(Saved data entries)
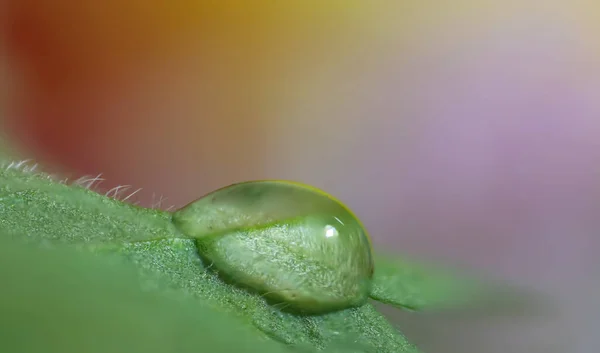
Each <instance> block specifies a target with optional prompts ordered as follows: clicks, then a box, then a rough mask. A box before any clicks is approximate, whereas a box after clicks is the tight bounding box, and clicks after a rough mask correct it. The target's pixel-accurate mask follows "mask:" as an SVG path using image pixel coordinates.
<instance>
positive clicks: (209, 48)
mask: <svg viewBox="0 0 600 353" xmlns="http://www.w3.org/2000/svg"><path fill="white" fill-rule="evenodd" d="M282 4H283V3H281V2H273V1H257V2H248V1H220V2H209V1H190V2H187V1H184V2H166V1H151V2H147V1H144V2H142V1H127V2H121V1H105V2H101V3H91V2H77V1H67V0H58V1H43V0H37V1H34V0H24V1H11V2H9V6H8V12H7V18H8V19H9V21H7V23H8V28H7V31H6V34H7V36H6V39H7V44H8V46H7V47H8V50H9V51H8V52H9V54H10V61H9V65H11V66H12V67H14V68H15V70H14V71H15V72H16V74H14V78H13V79H14V82H13V84H14V85H15V87H21V89H20V90H19V91H18V92H17V93H16V94H13V95H14V100H12V101H11V106H10V109H9V111H10V113H9V115H10V116H18V119H16V120H14V121H9V122H8V124H9V125H8V127H9V129H12V131H14V132H15V133H16V136H19V141H20V142H21V144H22V145H23V147H24V148H26V149H28V150H30V151H33V154H35V155H37V156H39V158H40V159H41V160H42V161H44V162H47V163H46V164H50V165H54V166H62V168H63V169H65V170H67V171H69V170H70V171H72V172H74V173H98V170H100V171H102V172H103V173H105V175H107V177H109V178H110V179H112V180H113V182H114V183H123V182H137V183H141V184H146V183H145V181H144V178H143V177H142V175H146V176H147V175H148V174H149V173H153V174H160V178H164V177H166V176H168V175H171V174H172V173H188V174H192V175H193V174H194V171H195V170H197V169H198V168H199V167H198V165H208V166H210V167H209V168H211V169H212V171H210V173H208V174H210V175H213V176H208V175H204V176H203V178H202V179H205V178H207V179H208V180H205V181H206V182H208V183H209V184H213V185H214V184H215V183H216V182H217V180H219V179H222V178H223V175H225V174H226V173H227V171H229V172H230V171H232V170H238V169H247V170H256V172H254V173H253V172H250V173H249V174H254V175H256V176H258V174H261V171H260V168H261V163H262V158H263V157H262V156H263V155H264V153H263V151H264V149H265V146H264V141H265V139H266V135H268V133H267V132H266V126H265V124H267V122H266V120H265V119H267V120H268V119H269V117H268V116H269V112H268V111H266V109H268V107H269V105H270V103H269V99H270V96H271V95H272V94H271V93H270V92H271V91H273V90H276V91H277V90H279V89H280V87H277V86H278V85H277V83H276V84H275V85H273V84H272V83H273V82H274V81H276V80H277V77H278V76H282V75H284V74H285V71H286V70H287V71H288V72H289V71H292V72H294V69H293V68H292V69H291V70H290V65H292V66H298V64H300V65H301V66H303V67H311V66H319V65H323V64H326V62H327V61H331V60H336V59H337V58H339V57H340V56H341V57H343V56H344V54H345V55H346V56H348V57H351V56H352V55H353V53H352V51H353V50H352V46H353V45H354V41H359V40H360V37H361V36H364V34H362V32H361V31H360V30H358V28H359V27H361V26H362V23H363V22H361V21H352V19H353V18H354V19H356V17H357V16H359V15H358V14H359V12H357V11H358V10H360V8H361V7H363V9H364V6H362V5H359V2H356V1H350V2H348V1H344V2H341V1H331V2H327V3H321V2H316V1H303V2H289V3H287V2H286V3H285V5H282ZM361 16H362V17H363V19H364V17H365V16H364V15H361ZM349 23H350V24H349ZM331 53H333V55H331ZM13 135H14V134H13ZM240 146H243V147H241V148H240ZM150 156H151V160H149V159H150ZM178 158H179V159H178ZM215 160H219V161H222V163H217V164H215V162H216V161H215ZM211 161H212V162H211ZM217 167H218V168H219V169H221V171H216V170H215V168H217ZM159 170H162V172H161V171H159ZM166 170H169V171H168V172H167V171H166ZM223 173H225V174H223ZM205 174H206V173H205ZM160 178H159V179H160ZM140 179H142V180H140ZM127 180H131V181H127ZM161 180H162V181H161V183H164V179H161ZM157 181H158V179H157V180H152V181H151V182H150V183H149V184H148V185H146V186H154V188H156V182H157ZM211 181H212V182H211ZM175 197H176V198H177V196H175Z"/></svg>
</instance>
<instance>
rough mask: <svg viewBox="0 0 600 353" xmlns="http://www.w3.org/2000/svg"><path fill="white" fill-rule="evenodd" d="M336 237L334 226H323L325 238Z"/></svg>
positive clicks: (329, 225) (336, 231) (337, 231)
mask: <svg viewBox="0 0 600 353" xmlns="http://www.w3.org/2000/svg"><path fill="white" fill-rule="evenodd" d="M336 235H338V231H337V229H335V227H334V226H331V225H326V226H325V237H327V238H331V237H334V236H336Z"/></svg>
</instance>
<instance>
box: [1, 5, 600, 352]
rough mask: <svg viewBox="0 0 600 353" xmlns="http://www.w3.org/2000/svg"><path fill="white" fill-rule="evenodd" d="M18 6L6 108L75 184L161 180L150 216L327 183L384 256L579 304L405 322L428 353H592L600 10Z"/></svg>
mask: <svg viewBox="0 0 600 353" xmlns="http://www.w3.org/2000/svg"><path fill="white" fill-rule="evenodd" d="M7 5H8V6H7V9H8V11H6V12H4V14H3V15H0V16H4V18H1V19H2V23H4V24H5V26H4V28H3V34H4V36H3V38H2V40H3V43H4V44H5V48H6V50H5V51H4V52H5V53H6V54H7V55H5V56H4V58H5V59H4V60H2V62H1V65H2V67H1V70H0V72H2V73H3V75H4V77H6V79H5V80H2V82H3V85H2V86H3V87H2V88H1V89H0V93H1V94H2V97H0V104H1V105H0V108H1V109H2V113H1V116H2V117H3V118H4V119H3V123H4V124H5V129H4V130H5V131H6V132H7V135H8V136H9V138H10V140H11V142H12V144H13V145H15V146H17V147H18V148H19V149H20V151H21V154H22V155H26V156H34V157H35V158H36V160H37V161H39V162H41V163H43V164H44V165H45V166H46V169H49V170H54V171H59V172H62V173H65V174H66V175H71V176H74V177H77V176H80V175H84V174H89V175H97V174H99V173H102V174H103V176H104V178H106V181H104V182H103V183H102V184H101V185H100V188H101V189H103V190H107V189H109V188H111V187H113V186H115V185H120V184H128V185H133V186H134V187H135V188H138V187H142V188H143V191H142V192H140V193H138V194H137V195H136V199H135V200H136V201H139V202H140V203H141V204H143V205H150V204H151V203H152V199H153V194H155V195H164V196H166V197H167V198H168V201H167V202H166V203H164V204H163V206H168V205H175V206H177V207H178V206H182V205H184V204H185V203H187V202H190V201H192V200H193V199H195V198H197V197H199V196H201V195H202V194H204V193H206V192H209V191H211V190H213V189H216V188H218V187H221V186H224V185H227V184H230V183H233V182H237V181H242V180H248V179H261V178H269V179H271V178H283V179H293V180H298V181H302V182H305V183H309V184H313V185H315V186H317V187H320V188H322V189H325V190H327V191H329V192H331V193H332V194H334V195H336V196H338V197H339V198H341V199H342V200H344V201H345V202H346V203H347V204H348V205H349V206H350V207H351V208H352V209H353V210H355V211H356V213H357V214H358V215H359V216H360V218H361V219H362V220H363V222H364V223H365V225H366V226H367V228H368V229H369V231H370V233H371V235H372V237H373V240H374V242H375V244H376V246H379V247H381V248H383V247H388V248H389V247H393V248H394V249H396V250H397V251H398V252H400V253H406V254H411V255H416V256H419V257H422V258H428V259H435V260H436V261H442V262H443V261H448V262H452V263H458V264H461V265H465V266H470V267H472V268H475V269H479V270H483V271H487V272H489V273H492V274H496V275H499V276H503V277H505V278H507V279H510V280H513V281H516V282H518V283H522V284H526V285H528V286H533V287H535V288H538V289H540V290H543V291H546V292H549V293H553V294H555V295H556V296H557V297H558V298H559V299H560V306H559V309H560V310H559V311H560V315H559V317H558V318H554V317H553V318H552V319H547V318H544V319H543V320H542V319H539V320H538V321H537V322H534V323H527V324H525V323H518V324H515V325H516V326H511V325H509V326H510V330H509V329H507V328H505V327H504V326H502V327H503V328H499V329H497V328H494V327H497V326H493V325H492V324H491V323H487V324H485V325H483V326H485V327H482V325H481V324H480V323H479V324H471V326H469V325H468V323H465V326H461V325H458V327H459V328H457V325H454V324H448V323H445V324H443V325H441V326H440V325H438V326H435V325H434V324H431V322H430V321H426V324H424V328H423V330H422V331H419V330H413V331H414V332H411V329H410V325H411V322H413V321H412V320H413V319H412V318H411V319H410V320H409V321H407V322H405V323H403V324H402V326H403V328H404V326H409V327H407V328H406V331H407V332H408V333H409V336H410V334H411V333H412V334H413V335H414V337H426V338H424V339H423V340H424V341H425V343H423V344H425V345H429V348H430V350H429V351H430V352H447V350H452V349H455V350H456V351H462V352H465V351H466V352H471V350H470V349H473V350H472V351H473V352H475V349H474V348H473V347H470V346H469V345H470V344H471V343H469V341H467V340H469V339H471V340H472V339H473V338H472V336H474V335H477V336H481V337H487V336H485V335H484V334H483V333H482V332H483V331H485V329H486V327H489V329H488V331H492V332H493V336H495V338H494V339H493V340H492V339H488V338H486V339H483V342H482V343H481V344H480V346H477V347H479V348H478V349H480V351H481V349H484V351H486V352H557V353H558V352H563V351H564V350H563V347H567V346H568V349H567V348H565V349H567V351H569V352H587V351H588V350H587V349H589V348H587V346H585V345H586V344H588V341H586V339H591V338H592V337H591V336H585V335H584V334H582V332H584V331H585V330H586V327H588V326H589V325H591V324H587V323H586V324H585V325H584V324H582V322H586V320H588V318H591V319H590V320H592V319H593V320H596V321H593V322H595V323H596V324H595V325H597V323H598V320H597V318H596V317H595V316H594V317H593V318H592V316H591V315H592V313H591V311H590V310H586V309H584V308H583V305H581V303H586V301H587V300H589V298H590V297H589V294H590V293H591V291H597V290H598V287H597V284H598V283H597V281H593V280H592V278H594V277H596V276H597V275H598V271H597V269H598V267H599V265H600V261H599V260H598V256H597V255H596V254H597V253H598V251H599V250H600V240H599V238H598V236H597V234H598V233H599V232H600V217H597V215H598V214H599V213H600V189H599V185H600V184H599V180H600V179H599V176H600V142H599V141H600V119H599V115H600V93H599V92H600V61H599V59H600V41H598V39H597V33H600V25H598V23H600V22H599V20H600V6H598V5H594V3H593V2H589V3H585V2H584V1H571V2H566V1H562V2H561V1H553V0H552V1H533V0H528V1H520V2H516V1H515V2H504V3H501V4H500V3H494V2H487V1H478V2H475V1H465V0H460V1H453V2H451V3H450V2H448V3H447V4H446V3H445V2H439V3H437V4H436V3H434V2H427V1H397V2H393V1H387V2H386V1H373V2H360V1H345V2H344V1H329V2H327V1H326V2H318V1H304V2H294V1H292V2H286V3H285V5H283V2H281V3H277V2H269V1H257V2H252V3H251V2H244V1H241V0H240V1H224V2H221V3H219V4H218V5H214V4H213V5H208V2H202V1H197V2H178V3H169V2H161V1H159V0H154V1H145V2H141V1H133V0H129V1H125V2H118V1H116V0H109V1H104V2H102V3H97V4H94V5H92V3H85V2H76V1H69V0H54V1H50V0H47V1H44V0H19V1H8V3H7ZM586 298H587V299H586ZM578 304H579V305H578ZM596 314H597V313H595V312H594V315H596ZM415 320H418V318H417V319H415ZM540 321H544V325H541V322H540ZM437 322H438V323H439V322H443V320H442V321H439V320H438V321H437ZM590 322H591V321H590ZM429 324H431V326H430V325H429ZM486 325H488V326H486ZM435 327H437V330H438V331H435V330H436V328H435ZM525 327H527V328H525ZM428 329H429V330H433V331H427V330H428ZM461 329H462V330H463V331H460V330H461ZM447 330H455V331H457V332H454V331H452V332H453V334H446V335H442V334H441V332H442V331H444V332H446V331H447ZM471 330H472V331H471ZM508 331H510V333H509V332H508ZM461 332H462V333H461ZM488 333H489V332H488ZM461 334H462V335H463V336H464V337H463V336H460V335H461ZM480 334H481V335H480ZM579 334H581V336H577V335H579ZM419 335H420V336H419ZM434 335H436V336H435V337H438V336H440V337H442V336H444V337H445V336H454V338H447V339H446V340H445V341H444V339H440V340H439V342H438V341H435V342H432V340H431V339H427V337H430V336H431V337H433V336H434ZM457 337H462V338H461V339H458V338H457ZM490 337H491V336H490ZM450 341H452V343H450ZM492 341H493V343H492ZM590 342H591V341H590ZM473 344H474V343H473ZM563 345H565V346H563ZM580 345H581V347H580ZM481 347H483V348H481ZM590 347H596V346H594V345H592V346H590ZM444 349H446V350H444ZM452 351H454V350H452ZM592 351H593V350H592ZM592 351H590V352H592Z"/></svg>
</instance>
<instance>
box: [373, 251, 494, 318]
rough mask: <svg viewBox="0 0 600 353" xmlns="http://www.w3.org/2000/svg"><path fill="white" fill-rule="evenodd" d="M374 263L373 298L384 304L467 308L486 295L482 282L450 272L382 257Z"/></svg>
mask: <svg viewBox="0 0 600 353" xmlns="http://www.w3.org/2000/svg"><path fill="white" fill-rule="evenodd" d="M375 263H376V267H375V274H374V276H373V284H372V286H373V287H372V289H371V298H373V299H375V300H377V301H380V302H382V303H385V304H390V305H393V306H396V307H399V308H403V309H408V310H414V311H422V310H428V309H439V308H443V307H448V306H457V305H459V304H460V305H465V304H468V303H469V302H471V301H473V300H475V299H478V298H480V296H483V289H484V288H485V286H483V284H482V283H481V282H478V281H475V280H473V279H472V278H466V277H463V276H459V275H457V274H455V273H453V272H451V271H449V270H446V271H442V270H440V269H437V268H434V267H433V266H426V265H423V264H418V263H416V262H411V261H407V260H405V259H402V260H401V259H397V258H392V257H391V256H384V255H381V254H379V255H378V256H377V257H376V258H375Z"/></svg>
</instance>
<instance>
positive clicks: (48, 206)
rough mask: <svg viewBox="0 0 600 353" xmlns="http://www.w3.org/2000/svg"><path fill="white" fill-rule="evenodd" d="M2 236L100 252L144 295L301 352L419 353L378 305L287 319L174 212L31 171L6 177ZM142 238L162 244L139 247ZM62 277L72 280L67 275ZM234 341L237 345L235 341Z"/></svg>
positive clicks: (285, 313) (98, 294)
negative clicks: (154, 239) (103, 194)
mask: <svg viewBox="0 0 600 353" xmlns="http://www.w3.org/2000/svg"><path fill="white" fill-rule="evenodd" d="M0 234H7V235H9V236H12V237H14V238H16V239H27V240H29V241H31V242H34V243H36V244H45V245H47V246H48V247H51V248H55V247H63V246H64V245H65V244H71V245H76V247H78V248H81V249H92V250H94V251H95V253H96V254H102V256H103V257H104V258H113V257H115V256H116V257H117V258H120V259H121V258H122V259H126V260H127V261H128V262H129V263H132V264H134V265H135V266H136V268H137V275H138V276H139V280H138V283H139V286H138V287H139V288H140V289H141V290H143V291H146V292H150V293H160V294H162V295H164V296H165V297H166V298H169V297H173V298H178V297H180V296H182V295H183V296H189V297H191V298H193V299H190V301H189V302H188V304H187V305H189V306H190V310H192V309H193V308H195V307H206V306H208V307H211V308H213V309H214V310H216V311H217V312H220V313H226V314H228V315H230V316H233V317H236V318H237V319H239V320H241V321H242V322H245V323H246V324H247V325H248V327H254V328H256V329H255V333H256V336H257V337H264V336H266V337H270V338H272V339H274V340H275V341H276V342H280V343H285V344H288V345H293V346H295V347H296V348H297V349H303V350H306V349H308V350H309V351H311V350H314V349H324V348H329V349H334V350H335V351H338V352H359V351H360V352H382V353H385V352H394V353H398V352H417V349H416V348H415V347H414V346H413V345H412V344H410V343H409V342H407V340H406V338H405V337H404V336H403V335H402V334H401V333H400V332H399V331H397V330H396V328H394V327H393V326H392V325H391V324H390V323H389V322H388V321H387V320H386V319H385V318H384V317H383V316H382V315H381V314H380V313H379V312H377V311H376V310H375V309H374V307H373V306H372V305H371V304H366V305H364V306H362V307H360V308H355V309H348V310H344V311H339V312H335V313H331V314H326V315H320V316H300V315H293V314H290V313H285V312H282V311H280V310H278V309H277V308H276V307H273V306H270V305H268V304H267V303H266V302H265V300H264V299H263V298H261V297H259V296H257V295H253V294H249V292H247V291H244V290H242V289H239V288H237V287H234V286H231V285H228V284H225V283H224V282H223V281H221V280H220V279H219V277H218V275H217V274H216V273H214V272H213V271H211V270H209V269H207V268H206V266H205V265H204V264H203V263H202V261H201V259H200V257H199V255H198V253H197V249H196V247H195V245H194V242H193V240H191V239H180V237H181V234H179V233H178V232H177V230H176V229H175V228H174V226H173V224H172V222H171V215H170V214H169V213H167V212H163V211H159V210H152V209H144V208H139V207H135V206H131V205H128V204H125V203H122V202H120V201H118V200H114V199H110V198H108V197H105V196H103V195H99V194H97V193H94V192H93V191H90V190H88V189H86V188H84V187H78V186H67V185H64V184H60V183H57V182H55V181H53V180H52V179H51V178H49V177H47V176H44V175H39V174H32V173H28V172H26V171H23V166H19V168H15V167H14V166H13V167H11V168H4V169H2V170H0ZM138 239H155V240H152V241H146V242H134V241H135V240H138ZM81 258H83V257H81ZM56 273H61V272H60V271H58V272H56ZM62 276H70V273H69V272H68V271H65V272H64V273H61V276H60V277H62ZM44 285H45V286H52V283H51V282H48V283H45V284H44ZM57 290H58V289H57ZM101 294H102V291H101V289H100V288H98V295H99V296H101ZM165 300H166V299H165ZM161 306H162V302H161V301H159V300H157V301H156V302H154V303H153V305H152V307H156V308H157V310H158V308H159V307H161ZM167 306H168V304H166V303H165V307H167ZM80 309H81V308H80ZM142 309H143V308H140V310H139V311H142ZM73 310H75V309H73ZM194 310H195V309H194ZM164 311H165V312H168V310H164ZM161 312H162V311H161ZM132 315H133V316H135V315H137V314H132ZM2 316H3V317H6V316H5V315H2ZM4 320H6V319H4ZM155 320H158V321H160V320H162V318H161V315H159V314H157V316H156V317H155ZM172 320H176V318H172ZM183 324H184V323H182V325H183ZM97 325H102V322H97ZM151 334H152V333H149V335H151ZM198 334H199V335H201V336H200V337H202V339H207V340H208V339H210V336H211V335H212V333H211V332H206V333H205V332H203V331H202V330H201V329H200V331H198ZM230 337H235V338H236V339H237V336H235V335H231V336H230ZM170 342H172V344H173V345H176V344H177V342H176V341H170ZM109 351H110V350H109ZM257 351H262V349H257Z"/></svg>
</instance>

### Problem description
Transcribe the records above from the line holding "236L100 252L144 295L301" down to the line holding "positive clicks: (285, 313) (98, 294)", inclusive, without adding anything.

### Solution for this task
rough mask: <svg viewBox="0 0 600 353" xmlns="http://www.w3.org/2000/svg"><path fill="white" fill-rule="evenodd" d="M2 236L100 252L144 295L301 352L419 353L378 305L287 319L174 212L31 171L6 177ZM142 238L162 244L139 247ZM62 277L72 280L67 275ZM234 341L237 345L235 341Z"/></svg>
positive clicks: (285, 313) (98, 294)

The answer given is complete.